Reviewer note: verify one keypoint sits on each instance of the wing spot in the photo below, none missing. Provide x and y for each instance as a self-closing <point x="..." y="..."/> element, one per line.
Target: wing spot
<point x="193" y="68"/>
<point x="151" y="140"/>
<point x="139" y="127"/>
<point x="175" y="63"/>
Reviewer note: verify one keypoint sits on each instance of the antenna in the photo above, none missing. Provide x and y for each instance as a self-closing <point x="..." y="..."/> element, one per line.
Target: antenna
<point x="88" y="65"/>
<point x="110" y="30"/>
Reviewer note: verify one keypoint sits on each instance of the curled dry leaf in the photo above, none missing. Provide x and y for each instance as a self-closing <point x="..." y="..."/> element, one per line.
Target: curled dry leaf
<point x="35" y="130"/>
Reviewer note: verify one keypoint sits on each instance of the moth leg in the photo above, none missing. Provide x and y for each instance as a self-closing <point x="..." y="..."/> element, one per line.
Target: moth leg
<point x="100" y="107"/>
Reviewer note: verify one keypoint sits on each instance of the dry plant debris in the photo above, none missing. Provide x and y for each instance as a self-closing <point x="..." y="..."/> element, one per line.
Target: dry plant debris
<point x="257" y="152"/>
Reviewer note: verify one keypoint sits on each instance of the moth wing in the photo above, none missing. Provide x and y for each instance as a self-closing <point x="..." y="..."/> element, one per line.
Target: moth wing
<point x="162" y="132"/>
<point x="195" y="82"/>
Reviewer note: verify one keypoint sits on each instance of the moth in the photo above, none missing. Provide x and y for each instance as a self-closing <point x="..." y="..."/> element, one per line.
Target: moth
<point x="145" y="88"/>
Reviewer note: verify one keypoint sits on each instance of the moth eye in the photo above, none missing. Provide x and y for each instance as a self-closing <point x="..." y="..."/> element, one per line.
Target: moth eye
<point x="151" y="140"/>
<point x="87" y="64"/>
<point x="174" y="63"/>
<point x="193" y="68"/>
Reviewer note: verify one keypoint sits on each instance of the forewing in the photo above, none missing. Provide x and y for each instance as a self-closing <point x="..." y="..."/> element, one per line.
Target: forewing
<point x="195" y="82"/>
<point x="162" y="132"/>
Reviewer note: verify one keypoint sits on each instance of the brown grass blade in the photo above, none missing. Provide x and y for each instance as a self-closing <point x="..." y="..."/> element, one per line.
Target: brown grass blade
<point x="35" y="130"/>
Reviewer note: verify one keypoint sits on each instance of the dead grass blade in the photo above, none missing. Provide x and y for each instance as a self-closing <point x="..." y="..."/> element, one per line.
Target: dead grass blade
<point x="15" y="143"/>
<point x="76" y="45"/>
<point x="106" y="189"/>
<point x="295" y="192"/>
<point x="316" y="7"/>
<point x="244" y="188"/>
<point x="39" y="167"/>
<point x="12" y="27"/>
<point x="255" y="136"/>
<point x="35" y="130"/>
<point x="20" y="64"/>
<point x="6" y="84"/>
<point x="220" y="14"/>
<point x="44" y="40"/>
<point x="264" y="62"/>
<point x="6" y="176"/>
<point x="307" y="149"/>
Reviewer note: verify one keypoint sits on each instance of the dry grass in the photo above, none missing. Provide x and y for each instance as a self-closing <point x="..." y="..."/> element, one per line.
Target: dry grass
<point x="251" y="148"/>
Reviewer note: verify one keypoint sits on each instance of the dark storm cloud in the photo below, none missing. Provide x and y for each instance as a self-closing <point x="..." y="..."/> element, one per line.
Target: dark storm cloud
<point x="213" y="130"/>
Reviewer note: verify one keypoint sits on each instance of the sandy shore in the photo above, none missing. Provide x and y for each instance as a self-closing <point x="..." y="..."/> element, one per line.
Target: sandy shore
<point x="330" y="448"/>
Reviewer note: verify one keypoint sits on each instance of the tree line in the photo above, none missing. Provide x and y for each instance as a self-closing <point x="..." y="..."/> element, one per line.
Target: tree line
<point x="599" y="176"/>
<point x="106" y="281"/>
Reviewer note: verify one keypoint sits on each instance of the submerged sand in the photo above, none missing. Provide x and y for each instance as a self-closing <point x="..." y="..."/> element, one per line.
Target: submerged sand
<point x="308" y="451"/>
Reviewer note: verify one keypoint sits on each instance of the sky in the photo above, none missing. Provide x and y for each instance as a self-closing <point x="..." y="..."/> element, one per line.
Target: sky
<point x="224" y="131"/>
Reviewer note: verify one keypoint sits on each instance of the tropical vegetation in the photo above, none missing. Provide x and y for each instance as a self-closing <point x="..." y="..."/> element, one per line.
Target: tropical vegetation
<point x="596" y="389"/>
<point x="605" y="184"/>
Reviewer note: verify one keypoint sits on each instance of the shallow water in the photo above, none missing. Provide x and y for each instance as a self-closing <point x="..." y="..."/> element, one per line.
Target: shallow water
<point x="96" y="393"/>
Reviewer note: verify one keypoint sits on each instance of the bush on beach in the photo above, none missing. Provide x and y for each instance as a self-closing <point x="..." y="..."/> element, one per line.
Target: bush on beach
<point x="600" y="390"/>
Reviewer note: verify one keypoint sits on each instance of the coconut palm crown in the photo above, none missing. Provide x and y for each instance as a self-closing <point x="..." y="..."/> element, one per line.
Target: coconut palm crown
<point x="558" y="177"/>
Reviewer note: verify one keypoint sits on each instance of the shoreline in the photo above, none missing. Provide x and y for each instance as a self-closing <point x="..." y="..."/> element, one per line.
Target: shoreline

__WORK INSTRUCTIONS__. Please set down each line of the records exactly as given.

__REPLY TO THE EXERCISE__.
Reviewer note: verify one keypoint sits on each instance of the wing spot in the photo below, none missing. Provide x and y for each instance as a self-closing <point x="..." y="..."/> element, one per line.
Target: wing spot
<point x="193" y="68"/>
<point x="151" y="140"/>
<point x="139" y="127"/>
<point x="175" y="63"/>
Reviewer note: verify one keypoint sits on each instance of the antenna in the photo above, none missing. Provide x and y for each instance as a self-closing <point x="..." y="..."/> element, one per line.
Target: antenna
<point x="88" y="65"/>
<point x="110" y="30"/>
Reviewer note: verify one keypoint sits on each instance of the curled dry leaf in the photo above, none missing. Provide x and y for each instance as a self-closing <point x="..." y="..."/> element, one per line.
Target: curled dry leaf
<point x="35" y="130"/>
Reviewer note: verify one keypoint sits on each instance of the moth leg in the photo above, none missing. Provide x and y for each instance as a self-closing <point x="..." y="..."/> element, one per line.
Target: moth leg
<point x="100" y="107"/>
Reviewer note: verify one keypoint sits on each instance of the dry plant debris in the photo above, none missing. Provide x and y for each instance as a self-closing <point x="..." y="..."/> element, one per line.
Target: dry plant debris
<point x="257" y="152"/>
Reviewer note: verify one keypoint sits on each instance of the moth wing in the photo above, none missing. Provide x and y for each instance as a self-closing <point x="..." y="..."/> element, one per line.
Target: moth wing
<point x="162" y="132"/>
<point x="195" y="82"/>
Reviewer note: verify one keypoint sits on each instance of the moth in the photo above, none missing. Provide x and y for each instance as a self-closing <point x="..." y="..."/> element, one per line.
Target: moth
<point x="145" y="88"/>
Reviewer note: verify one keypoint sits on each instance of the moth eye in the photo above, none missing. Provide x and y for each instance as a self-closing <point x="..." y="..."/> element, one per line.
Target: moth eye
<point x="151" y="140"/>
<point x="87" y="64"/>
<point x="174" y="63"/>
<point x="193" y="68"/>
Reviewer note: verify one keypoint sits on each instance of the forewing in the photo above, none missing. Provide x and y for each instance as a self-closing <point x="..." y="..."/> element, one per line.
Target: forewing
<point x="195" y="82"/>
<point x="162" y="132"/>
Reviewer note: verify one keypoint sits on each instance of the brown grass blade in the photo above, none missing. Provide x and y for each instance as a self-closing <point x="..." y="..."/> element, one per line.
Target: brown grass blade
<point x="35" y="130"/>
Reviewer note: verify one keypoint sits on each instance of the dead grass blade in the photo above, none missing. Provide x and y for each instance as a self-closing <point x="..." y="..."/> element, one per line.
Target: dead grass blade
<point x="15" y="143"/>
<point x="76" y="45"/>
<point x="106" y="189"/>
<point x="295" y="192"/>
<point x="316" y="7"/>
<point x="244" y="188"/>
<point x="39" y="167"/>
<point x="12" y="27"/>
<point x="255" y="136"/>
<point x="35" y="130"/>
<point x="20" y="64"/>
<point x="6" y="84"/>
<point x="220" y="14"/>
<point x="44" y="40"/>
<point x="264" y="62"/>
<point x="6" y="176"/>
<point x="307" y="149"/>
Reviewer note: verify one keypoint sits on each instance of the dry grass in the photo above, none missing. Provide x and y for each instance as a self-closing <point x="..." y="..."/> element, one per line.
Target: dry grass
<point x="251" y="148"/>
Reviewer note: verify one keypoint sits on each instance of the dark storm cloud in the photo below, none missing. Provide x and y for each instance as a self-closing <point x="..." y="..."/> element, one per line.
Target: dark storm cloud
<point x="213" y="130"/>
Reviewer note: verify one keypoint sits on each instance of the sandy shore in the photo above, none missing. Provide x and y for each instance as a self-closing <point x="..." y="..."/> element, one per line.
Target: sandy shore
<point x="330" y="448"/>
Reviewer note: verify one keypoint sits on each instance of the tree line in the photo above, none missing. Provide x and y for each instance as a self-closing <point x="..." y="..."/> element, one per line.
Target: tree line
<point x="599" y="176"/>
<point x="106" y="281"/>
Reviewer note: verify one keypoint sits on each instance of the submerged sand in the photo above, none missing. Provide x and y for each instance as a self-closing <point x="..." y="..."/> element, one per line.
Target: submerged sand
<point x="308" y="451"/>
Reviewer note: verify one keypoint sits on each instance of the sky in the photo above, none missing. Provide x and y for each instance as a self-closing <point x="..." y="..."/> element, one per line.
Target: sky
<point x="224" y="131"/>
Reviewer note: verify one keypoint sits on each instance of the tropical vegetation in the photo above, none missing. Provide x and y for each instance as a self-closing <point x="..." y="..."/> element, one per line.
Target: tropical vegetation
<point x="596" y="389"/>
<point x="605" y="184"/>
Reviewer note: verify one keypoint sits on each instance of the shallow water in the photo above, none missing. Provide x and y for each instance as a self-closing <point x="..." y="..."/> element, one per line.
Target: shallow water
<point x="96" y="393"/>
Reviewer note: verify one keypoint sits on each instance of the bush on beach in the photo above, none missing. Provide x and y for each instance as a self-closing <point x="..." y="..."/> element, one per line.
Target: bush on beach
<point x="600" y="390"/>
Reviewer note: verify one keypoint sits on each instance of the coconut palm crown in the photo above, none missing. Provide x and y for each instance as a self-closing <point x="..." y="..."/> element, one per line.
Target: coconut palm crown
<point x="558" y="177"/>
Reviewer note: verify one keypoint sits on each instance of the shoreline in the photo above, none missing. Provide x and y for each instance as a self-closing <point x="..." y="..."/> element, one per line.
Target: shoreline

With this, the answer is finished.